#### [CHECK YOUR UNDERSTANDING]
1) Write out the passage on stars and planet formation word for word, between "The UNLV team, collaborating" and "of this kind.", inclusive.
2) According to the passage on stars and planet formation, which heavier elements released by low-mass stars are crucial for planetary cores?

#### TEXT SECTION

High-mass stars burn bright and die young, typically within ten million years. When these stellar giants explode in supernovae, they scatter lighter elements like oxygen, silicon, and magnesium throughout surrounding space. These materials generally form the outer layers and mantles of rocky planets.


Low-mass stars take the opposite approach, living for billions of years before releasing heavier elements like iron and nickel – crucial components for planetary cores. It's a cosmic waiting game that fundamentally affects what kinds of planets can form when.


Planets forming in solar systems where both high-mass and low-mass stars had sufficient time to contribute materials end up with a richer variety of elements. Early planets forming primarily from high-mass star debris tend to have larger mantles but smaller cores, because the heavy core-forming elements simply weren't available yet.


Later in galactic history, when low-mass stars have had time to contribute abundant iron and nickel, planets can develop larger, denser cores. This explains why older rocky planets discovered by astronomers are generally less dense than younger worlds like Earth.



The UNLV team, collaborating with scientists from the Open University of Israel, didn't set out specifically to solve this puzzle. Over the past decade, they'd created various software models for niche projects. Only recently did they realize they possessed all the necessary pieces to create the first fully integrated planet formation model of this kind.

########
#### SOURCE MATERIAL

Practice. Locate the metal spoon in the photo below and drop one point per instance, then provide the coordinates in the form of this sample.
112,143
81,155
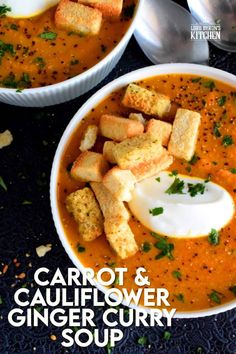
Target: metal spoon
164,34
222,12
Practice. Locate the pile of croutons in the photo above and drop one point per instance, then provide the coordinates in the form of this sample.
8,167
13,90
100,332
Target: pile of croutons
85,16
138,148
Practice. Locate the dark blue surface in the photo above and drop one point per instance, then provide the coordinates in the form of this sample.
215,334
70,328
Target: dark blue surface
25,167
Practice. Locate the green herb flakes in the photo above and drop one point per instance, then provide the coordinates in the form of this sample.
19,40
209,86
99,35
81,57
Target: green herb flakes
176,187
213,237
227,140
177,274
215,296
194,189
165,247
156,211
216,131
221,101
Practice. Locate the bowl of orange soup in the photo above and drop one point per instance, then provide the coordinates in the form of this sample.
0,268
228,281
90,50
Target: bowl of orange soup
145,175
54,51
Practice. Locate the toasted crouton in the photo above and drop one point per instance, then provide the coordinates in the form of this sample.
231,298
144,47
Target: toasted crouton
89,166
109,8
108,151
138,117
184,134
160,129
78,18
111,207
6,139
136,150
152,167
147,101
120,237
89,138
120,183
119,128
86,212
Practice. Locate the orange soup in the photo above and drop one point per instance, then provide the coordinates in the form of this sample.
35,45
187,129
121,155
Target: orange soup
199,274
35,53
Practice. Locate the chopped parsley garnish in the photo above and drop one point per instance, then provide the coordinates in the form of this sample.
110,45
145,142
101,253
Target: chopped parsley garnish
143,340
167,335
227,140
177,274
80,248
4,10
194,159
48,35
6,48
194,189
221,101
213,237
216,296
40,62
180,297
196,79
216,131
209,84
173,173
176,187
74,62
233,289
3,184
163,245
146,246
156,211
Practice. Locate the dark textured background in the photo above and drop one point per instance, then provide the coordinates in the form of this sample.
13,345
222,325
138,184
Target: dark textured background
25,167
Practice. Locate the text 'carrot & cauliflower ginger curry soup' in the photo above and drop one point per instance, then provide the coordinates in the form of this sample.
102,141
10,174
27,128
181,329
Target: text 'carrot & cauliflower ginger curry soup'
46,42
149,179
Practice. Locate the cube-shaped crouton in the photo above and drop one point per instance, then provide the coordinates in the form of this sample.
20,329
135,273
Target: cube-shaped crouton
160,129
119,128
89,166
120,237
108,151
6,139
111,207
138,117
109,8
89,138
136,150
78,18
147,101
120,183
184,134
86,212
152,167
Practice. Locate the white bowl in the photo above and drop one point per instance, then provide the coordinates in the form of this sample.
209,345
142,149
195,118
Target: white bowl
85,109
74,87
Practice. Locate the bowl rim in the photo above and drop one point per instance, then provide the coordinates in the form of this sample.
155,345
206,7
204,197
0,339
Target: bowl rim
95,68
143,73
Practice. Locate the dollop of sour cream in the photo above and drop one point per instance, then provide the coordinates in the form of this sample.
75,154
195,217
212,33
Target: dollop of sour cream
180,214
27,8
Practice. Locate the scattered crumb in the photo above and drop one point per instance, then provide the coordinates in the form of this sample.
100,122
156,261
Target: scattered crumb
6,139
42,250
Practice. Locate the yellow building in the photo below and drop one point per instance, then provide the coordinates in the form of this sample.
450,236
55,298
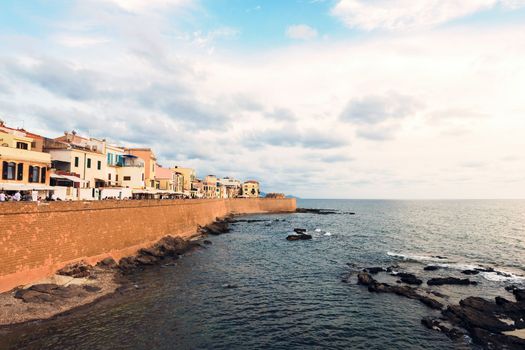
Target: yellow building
22,168
250,188
189,175
210,186
147,155
124,170
76,156
164,178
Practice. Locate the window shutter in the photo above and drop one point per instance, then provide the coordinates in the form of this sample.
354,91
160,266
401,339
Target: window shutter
43,175
20,172
4,170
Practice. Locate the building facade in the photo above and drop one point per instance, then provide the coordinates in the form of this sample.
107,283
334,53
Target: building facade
188,176
73,155
231,187
150,160
251,188
21,166
210,187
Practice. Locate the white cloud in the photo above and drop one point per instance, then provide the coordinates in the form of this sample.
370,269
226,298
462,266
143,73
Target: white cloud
79,41
137,6
418,104
410,14
301,32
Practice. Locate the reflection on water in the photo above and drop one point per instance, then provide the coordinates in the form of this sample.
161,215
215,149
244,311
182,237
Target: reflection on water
289,295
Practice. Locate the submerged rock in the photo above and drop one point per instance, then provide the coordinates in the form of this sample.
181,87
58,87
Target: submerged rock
364,278
108,262
450,280
409,278
77,270
216,228
431,268
48,293
300,237
519,294
316,211
374,270
441,326
299,230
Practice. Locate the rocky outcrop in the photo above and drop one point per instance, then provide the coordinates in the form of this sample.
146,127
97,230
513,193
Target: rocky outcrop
167,247
439,281
300,237
374,270
486,321
216,228
364,278
77,270
316,211
48,293
431,268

########

#### [RESPONSES BY ITEM NUMBER]
1)
The UNLV team, collaborating with scientists from the Open University of Israel, didn't set out specifically to solve this puzzle. Over the past decade, they'd created various software models for niche projects. Only recently did they realize they possessed all the necessary pieces to create the first fully integrated planet formation model of this kind.

2) Iron and nickel.